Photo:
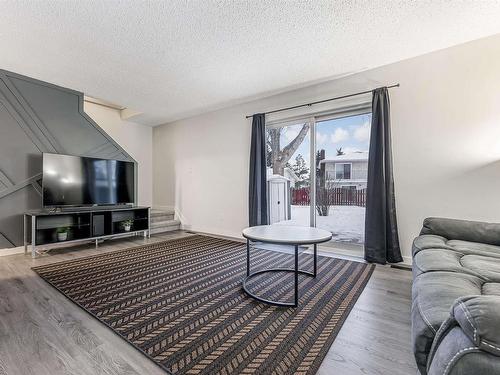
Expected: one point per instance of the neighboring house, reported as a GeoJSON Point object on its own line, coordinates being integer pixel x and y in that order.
{"type": "Point", "coordinates": [289, 174]}
{"type": "Point", "coordinates": [347, 171]}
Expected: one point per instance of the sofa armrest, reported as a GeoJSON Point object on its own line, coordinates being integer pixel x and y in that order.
{"type": "Point", "coordinates": [469, 338]}
{"type": "Point", "coordinates": [466, 230]}
{"type": "Point", "coordinates": [479, 318]}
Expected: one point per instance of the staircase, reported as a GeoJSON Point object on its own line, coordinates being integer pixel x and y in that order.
{"type": "Point", "coordinates": [163, 221]}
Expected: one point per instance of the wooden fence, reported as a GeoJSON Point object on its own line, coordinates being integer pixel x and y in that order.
{"type": "Point", "coordinates": [330, 197]}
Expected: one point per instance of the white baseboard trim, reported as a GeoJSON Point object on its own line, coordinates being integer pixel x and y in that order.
{"type": "Point", "coordinates": [12, 251]}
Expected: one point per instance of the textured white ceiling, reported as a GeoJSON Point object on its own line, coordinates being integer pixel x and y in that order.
{"type": "Point", "coordinates": [173, 59]}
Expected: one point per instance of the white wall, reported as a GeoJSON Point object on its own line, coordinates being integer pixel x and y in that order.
{"type": "Point", "coordinates": [446, 144]}
{"type": "Point", "coordinates": [135, 139]}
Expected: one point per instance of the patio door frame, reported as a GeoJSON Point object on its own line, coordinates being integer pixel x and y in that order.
{"type": "Point", "coordinates": [311, 119]}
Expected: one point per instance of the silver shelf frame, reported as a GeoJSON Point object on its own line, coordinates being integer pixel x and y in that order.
{"type": "Point", "coordinates": [32, 228]}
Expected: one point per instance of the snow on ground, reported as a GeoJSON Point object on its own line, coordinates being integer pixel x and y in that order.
{"type": "Point", "coordinates": [347, 223]}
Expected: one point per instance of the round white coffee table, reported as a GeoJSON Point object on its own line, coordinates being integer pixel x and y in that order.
{"type": "Point", "coordinates": [284, 235]}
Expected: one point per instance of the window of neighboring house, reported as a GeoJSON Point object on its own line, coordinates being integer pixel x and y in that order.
{"type": "Point", "coordinates": [343, 171]}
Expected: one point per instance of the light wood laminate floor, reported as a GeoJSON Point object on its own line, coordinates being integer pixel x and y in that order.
{"type": "Point", "coordinates": [43, 333]}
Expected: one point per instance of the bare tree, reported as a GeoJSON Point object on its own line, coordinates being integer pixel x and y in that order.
{"type": "Point", "coordinates": [277, 157]}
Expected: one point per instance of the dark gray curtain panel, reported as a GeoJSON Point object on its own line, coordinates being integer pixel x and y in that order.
{"type": "Point", "coordinates": [381, 229]}
{"type": "Point", "coordinates": [257, 195]}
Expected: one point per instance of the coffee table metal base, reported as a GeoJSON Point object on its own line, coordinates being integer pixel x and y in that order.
{"type": "Point", "coordinates": [296, 271]}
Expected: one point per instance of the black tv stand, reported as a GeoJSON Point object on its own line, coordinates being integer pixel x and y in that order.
{"type": "Point", "coordinates": [91, 208]}
{"type": "Point", "coordinates": [84, 224]}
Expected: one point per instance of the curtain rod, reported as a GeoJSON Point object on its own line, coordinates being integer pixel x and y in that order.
{"type": "Point", "coordinates": [325, 100]}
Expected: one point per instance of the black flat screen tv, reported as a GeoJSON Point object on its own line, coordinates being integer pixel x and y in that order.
{"type": "Point", "coordinates": [81, 181]}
****
WHAT IS EXPECTED.
Beginning with the line that contains "Expected: one point per instance of the window", restate word for word each line through the last one in the data, and write nothing more.

EXPECTED ANSWER.
Expected: one point per instance of the window of neighboring house, reported as a GeoJSON Point object on its own line, coordinates being integer pixel x and y in that order.
{"type": "Point", "coordinates": [343, 171]}
Expected: one point per instance of the light wood laminate floor, reported as a GeoJSON Point object on its own line, coordinates being integer pixel x and y in that order.
{"type": "Point", "coordinates": [43, 333]}
Expected: one point per instance of the bare tree, reported as a GeoJSON Point object on its own line, coordinates being integer pixel x and y in that order.
{"type": "Point", "coordinates": [277, 157]}
Expected: one point per instance of the dark gray curtain panel, reported as a GeoJSON Point object on its own line, coordinates being integer pixel x and y in that order.
{"type": "Point", "coordinates": [381, 229]}
{"type": "Point", "coordinates": [257, 195]}
Expected: one point per instance of the coffee table metal base, reported as a GeoJSON Point object on its own line, coordinates being integer pixel x and y in that order.
{"type": "Point", "coordinates": [296, 271]}
Expected: one point per instance of the black tv stand, reported as a GeoJSON Point object on its own line, coordinates being integer pixel x and y in that order.
{"type": "Point", "coordinates": [91, 208]}
{"type": "Point", "coordinates": [84, 224]}
Expected: one point per instance of the curtain rod, reported as a GeoJSON Point object on its own line, coordinates being integer pixel x and y in that order.
{"type": "Point", "coordinates": [325, 100]}
Expected: one point per instance of the black flat screen tv, reported as a GeoJSON Point object on its own line, coordinates being integer pixel x and y in that order.
{"type": "Point", "coordinates": [81, 181]}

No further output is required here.